* QUOTED PASSAGE *
How To Design For Better Outcomes

Sometimes it’s preferable to pull the plug on a service before you see it collapse in front of your eyes.

A recent report says we are trapped in a reactive spending cycle on public services – with hospitals, schools, adult social care, and prisons all being propped up with cash bailouts ‘just to keep troubled services going’.

We instinctively know that the demand issues that are hitting the social sector are a result of complex problems. We know that billions of pounds may give some short-term relief but won’t tackle the root cause.

Are we destined to be forever reactive, or is there another way?

There’s a reason many of our organisations are waiting for the next crisis: they are designed that way.

  • Health services are designed to be reactive : only around 3% of national health sector budgets are currently spent on prevention.
  • Prisons are becoming overpopulated because the system is designed to accommodate overcrowding.
  • Housing and social care are designed to be difficult to access – with multiple providers of similar services.
  • Seemingly we get the outcomes we were designed to achieve. How can we design better ones?

    As with so many things – the answer lies in going back to the start.

    At Bromford we’ve gone back to problem definition across every aspect of our organisation, dividing it into 31 unique service areas.

  • We started with a very simple task for each leader: define your service offer in just 150 words.
  • Not to describe what a service does, but to question why it even needs to exist in the first place.

* ACTIVITY *
Reproduce word for word the part of the piece on designing for better outcomes starting at "There’s a reason" and ending at "unique service areas.". The material that comes next has no connection to the piece on designing for better outcomes.

* INPUT DATA *
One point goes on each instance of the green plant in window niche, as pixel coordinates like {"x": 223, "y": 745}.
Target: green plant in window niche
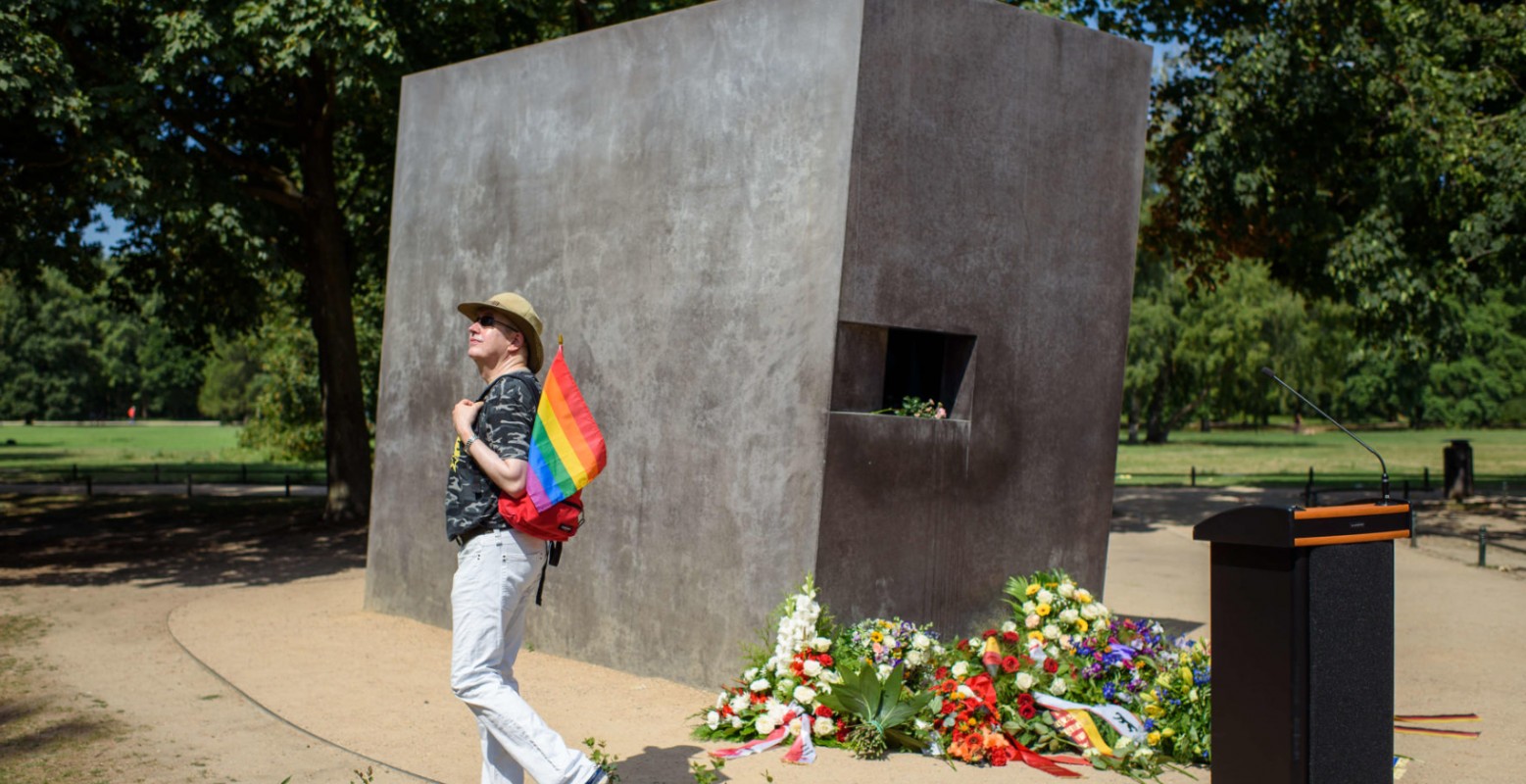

* REPLY TO THE TASK *
There’s a reason many of our organisations are waiting for the next crisis: they are designed that way.

  • Health services are designed to be reactive : only around 3% of national health sector budgets are currently spent on prevention.
  • Prisons are becoming overpopulated because the system is designed to accommodate overcrowding.
  • Housing and social care are designed to be difficult to access – with multiple providers of similar services.
  • Seemingly we get the outcomes we were designed to achieve. How can we design better ones?

    As with so many things – the answer lies in going back to the start.

    At Bromford we’ve gone back to problem definition across every aspect of our organisation, dividing it into 31 unique service areas.